## [Goal]
Identify each line in the items below that contains the string "picture" and copy every such line in full.

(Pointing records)
·····

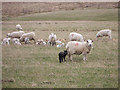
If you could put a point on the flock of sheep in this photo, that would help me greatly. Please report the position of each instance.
(76, 45)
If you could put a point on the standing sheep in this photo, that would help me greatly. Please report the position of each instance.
(30, 35)
(16, 34)
(75, 47)
(105, 32)
(18, 27)
(16, 41)
(62, 56)
(73, 36)
(52, 39)
(6, 41)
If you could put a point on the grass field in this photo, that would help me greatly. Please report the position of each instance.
(38, 67)
(73, 15)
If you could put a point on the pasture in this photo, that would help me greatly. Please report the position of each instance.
(37, 66)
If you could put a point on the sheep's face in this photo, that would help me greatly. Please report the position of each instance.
(8, 34)
(90, 43)
(65, 52)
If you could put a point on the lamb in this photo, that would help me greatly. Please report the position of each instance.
(52, 39)
(6, 41)
(18, 27)
(30, 35)
(16, 34)
(27, 40)
(105, 32)
(16, 41)
(73, 36)
(76, 47)
(62, 56)
(41, 42)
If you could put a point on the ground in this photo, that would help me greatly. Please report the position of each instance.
(37, 66)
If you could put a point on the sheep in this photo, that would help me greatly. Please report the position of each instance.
(52, 39)
(16, 41)
(62, 56)
(30, 35)
(18, 27)
(41, 42)
(76, 47)
(16, 34)
(6, 41)
(73, 36)
(105, 32)
(27, 40)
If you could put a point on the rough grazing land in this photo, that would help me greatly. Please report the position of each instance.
(37, 66)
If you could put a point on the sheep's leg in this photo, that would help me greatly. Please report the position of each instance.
(64, 58)
(59, 59)
(84, 57)
(8, 42)
(110, 37)
(71, 57)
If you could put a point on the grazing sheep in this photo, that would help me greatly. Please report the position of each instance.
(6, 41)
(30, 35)
(52, 39)
(27, 40)
(73, 36)
(58, 42)
(41, 42)
(75, 47)
(105, 32)
(62, 56)
(17, 34)
(16, 41)
(18, 27)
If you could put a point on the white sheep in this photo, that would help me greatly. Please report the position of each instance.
(18, 27)
(16, 34)
(27, 40)
(52, 39)
(6, 41)
(41, 42)
(16, 41)
(73, 36)
(105, 32)
(30, 35)
(76, 47)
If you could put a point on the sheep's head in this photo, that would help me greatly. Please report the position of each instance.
(90, 42)
(65, 52)
(8, 35)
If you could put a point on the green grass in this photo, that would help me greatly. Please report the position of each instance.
(32, 66)
(72, 15)
(38, 66)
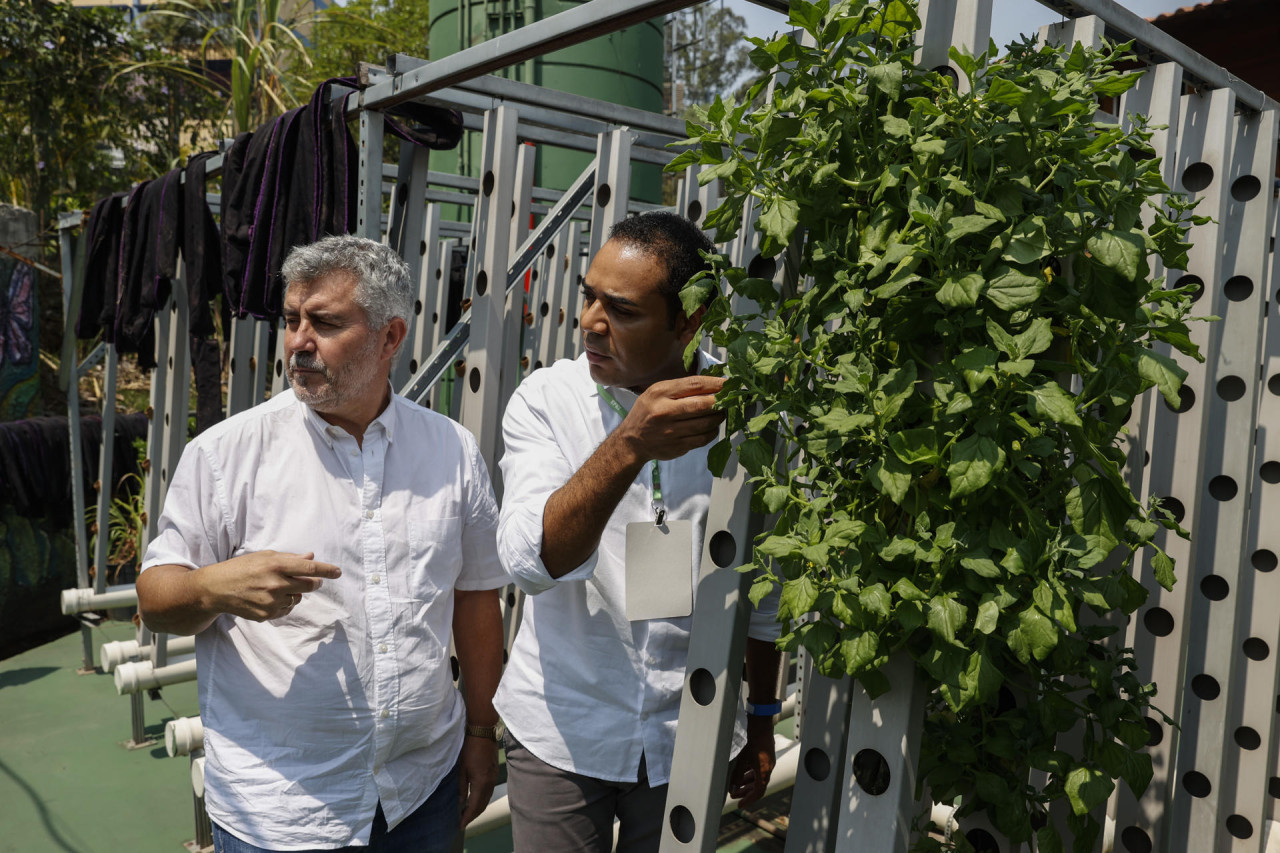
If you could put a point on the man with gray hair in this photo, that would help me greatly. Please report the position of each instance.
(321, 547)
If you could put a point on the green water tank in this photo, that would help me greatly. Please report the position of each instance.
(625, 67)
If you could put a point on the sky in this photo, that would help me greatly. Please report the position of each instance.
(1009, 17)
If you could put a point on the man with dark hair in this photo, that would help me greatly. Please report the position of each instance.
(320, 547)
(604, 509)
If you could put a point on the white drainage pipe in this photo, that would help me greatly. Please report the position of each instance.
(183, 735)
(81, 598)
(140, 675)
(126, 651)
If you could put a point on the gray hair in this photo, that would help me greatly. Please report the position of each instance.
(383, 288)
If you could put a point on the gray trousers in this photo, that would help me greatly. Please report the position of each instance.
(554, 811)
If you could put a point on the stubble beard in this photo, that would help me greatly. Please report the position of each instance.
(339, 384)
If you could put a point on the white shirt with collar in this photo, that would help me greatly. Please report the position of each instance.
(586, 690)
(315, 717)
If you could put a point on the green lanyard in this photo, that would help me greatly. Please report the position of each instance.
(659, 511)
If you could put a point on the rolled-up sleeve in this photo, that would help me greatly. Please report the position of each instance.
(533, 469)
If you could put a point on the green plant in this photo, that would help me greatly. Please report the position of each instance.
(935, 413)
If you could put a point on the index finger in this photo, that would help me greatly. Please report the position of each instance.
(691, 386)
(304, 566)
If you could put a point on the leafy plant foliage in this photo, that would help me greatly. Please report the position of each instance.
(936, 413)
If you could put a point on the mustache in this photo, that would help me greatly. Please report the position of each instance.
(307, 361)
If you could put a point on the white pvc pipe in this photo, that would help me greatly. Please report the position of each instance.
(140, 675)
(81, 598)
(124, 651)
(183, 735)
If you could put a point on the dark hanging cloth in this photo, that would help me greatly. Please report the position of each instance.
(35, 461)
(101, 265)
(296, 181)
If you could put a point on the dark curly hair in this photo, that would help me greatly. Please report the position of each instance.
(672, 241)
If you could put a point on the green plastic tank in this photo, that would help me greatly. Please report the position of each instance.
(625, 68)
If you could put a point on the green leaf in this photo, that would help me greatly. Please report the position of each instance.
(960, 292)
(988, 616)
(1123, 251)
(1164, 568)
(1162, 372)
(973, 463)
(798, 597)
(1087, 789)
(1050, 402)
(1011, 290)
(946, 616)
(891, 477)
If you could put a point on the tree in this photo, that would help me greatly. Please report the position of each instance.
(74, 124)
(705, 55)
(366, 31)
(935, 410)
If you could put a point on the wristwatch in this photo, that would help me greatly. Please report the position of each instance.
(489, 733)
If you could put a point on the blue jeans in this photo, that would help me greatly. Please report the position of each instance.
(430, 829)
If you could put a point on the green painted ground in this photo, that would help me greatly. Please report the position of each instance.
(68, 784)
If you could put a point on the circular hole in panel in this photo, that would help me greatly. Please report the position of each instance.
(682, 824)
(1136, 840)
(982, 840)
(1223, 488)
(1185, 400)
(950, 73)
(1230, 388)
(1239, 826)
(1256, 648)
(1246, 187)
(1206, 687)
(1238, 288)
(1215, 587)
(702, 687)
(1155, 731)
(1159, 621)
(1192, 281)
(1247, 738)
(762, 267)
(871, 771)
(1197, 784)
(723, 548)
(817, 763)
(1197, 177)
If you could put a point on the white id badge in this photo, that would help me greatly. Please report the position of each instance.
(659, 570)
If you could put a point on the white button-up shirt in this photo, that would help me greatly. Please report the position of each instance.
(585, 689)
(315, 717)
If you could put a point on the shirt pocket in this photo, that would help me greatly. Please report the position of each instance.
(435, 556)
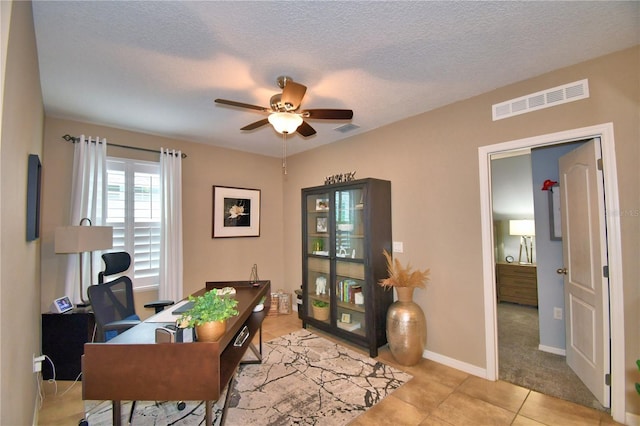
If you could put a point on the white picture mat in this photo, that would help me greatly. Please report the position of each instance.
(219, 228)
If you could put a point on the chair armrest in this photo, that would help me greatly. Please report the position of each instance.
(120, 325)
(159, 305)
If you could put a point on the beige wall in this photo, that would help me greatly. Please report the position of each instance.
(432, 162)
(22, 122)
(205, 258)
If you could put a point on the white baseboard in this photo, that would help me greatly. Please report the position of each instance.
(454, 363)
(632, 419)
(552, 350)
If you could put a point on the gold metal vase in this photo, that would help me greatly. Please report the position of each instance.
(406, 328)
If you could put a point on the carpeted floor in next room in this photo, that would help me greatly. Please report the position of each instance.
(521, 363)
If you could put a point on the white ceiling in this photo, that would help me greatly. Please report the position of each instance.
(155, 67)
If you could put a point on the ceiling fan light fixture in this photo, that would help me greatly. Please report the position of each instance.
(285, 122)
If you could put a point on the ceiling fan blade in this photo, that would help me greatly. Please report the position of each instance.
(257, 124)
(305, 130)
(292, 95)
(241, 105)
(328, 114)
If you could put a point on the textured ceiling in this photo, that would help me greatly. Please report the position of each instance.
(155, 67)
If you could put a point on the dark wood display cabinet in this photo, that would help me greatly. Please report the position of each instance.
(345, 228)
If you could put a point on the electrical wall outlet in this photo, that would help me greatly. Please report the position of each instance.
(557, 313)
(37, 363)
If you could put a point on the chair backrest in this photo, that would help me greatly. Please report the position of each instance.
(114, 263)
(112, 301)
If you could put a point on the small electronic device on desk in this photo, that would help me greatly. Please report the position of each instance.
(61, 305)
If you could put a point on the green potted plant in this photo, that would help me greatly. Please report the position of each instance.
(209, 315)
(320, 309)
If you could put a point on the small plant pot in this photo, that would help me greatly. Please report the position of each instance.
(210, 331)
(320, 313)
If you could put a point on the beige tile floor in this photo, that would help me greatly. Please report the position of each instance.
(437, 395)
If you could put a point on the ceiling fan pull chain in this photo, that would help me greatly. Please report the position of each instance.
(284, 153)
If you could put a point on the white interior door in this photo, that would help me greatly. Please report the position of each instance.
(584, 250)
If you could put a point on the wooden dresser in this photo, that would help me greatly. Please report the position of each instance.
(517, 283)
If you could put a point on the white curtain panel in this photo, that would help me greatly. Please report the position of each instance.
(88, 195)
(171, 225)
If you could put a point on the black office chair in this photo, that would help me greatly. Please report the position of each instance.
(112, 302)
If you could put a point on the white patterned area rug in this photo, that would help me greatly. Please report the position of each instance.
(304, 379)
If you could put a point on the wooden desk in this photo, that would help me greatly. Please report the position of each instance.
(132, 367)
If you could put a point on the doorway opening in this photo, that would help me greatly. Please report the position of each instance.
(605, 133)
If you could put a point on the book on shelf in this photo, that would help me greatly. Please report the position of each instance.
(347, 290)
(349, 326)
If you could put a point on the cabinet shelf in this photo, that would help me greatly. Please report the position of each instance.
(358, 225)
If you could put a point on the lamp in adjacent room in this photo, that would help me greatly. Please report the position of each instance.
(526, 230)
(80, 239)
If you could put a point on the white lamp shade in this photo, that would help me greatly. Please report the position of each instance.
(522, 227)
(285, 122)
(78, 239)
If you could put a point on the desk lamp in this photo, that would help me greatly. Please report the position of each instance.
(80, 239)
(526, 230)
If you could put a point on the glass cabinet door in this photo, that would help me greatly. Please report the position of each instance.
(350, 291)
(318, 249)
(349, 219)
(317, 224)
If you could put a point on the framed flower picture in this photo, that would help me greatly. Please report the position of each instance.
(236, 212)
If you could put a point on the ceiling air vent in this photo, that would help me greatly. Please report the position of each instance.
(544, 99)
(346, 128)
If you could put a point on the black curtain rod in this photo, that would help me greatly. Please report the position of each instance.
(74, 139)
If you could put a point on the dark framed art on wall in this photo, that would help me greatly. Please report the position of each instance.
(34, 182)
(236, 212)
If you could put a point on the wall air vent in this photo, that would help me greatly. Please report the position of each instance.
(544, 99)
(346, 128)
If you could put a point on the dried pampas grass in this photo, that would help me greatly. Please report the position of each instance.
(400, 276)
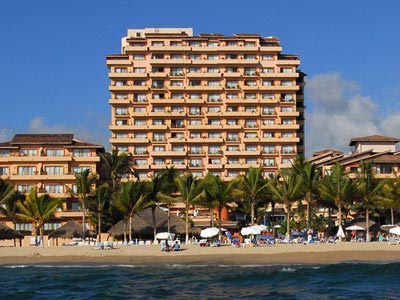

·····

## [The result]
If you could put a point on the white picture mat in this photo, that would help me greatly. Please report the position of each instance.
If you could put a point on the framed flower picture in this photo, that would help me greatly. Please report the position of each instance.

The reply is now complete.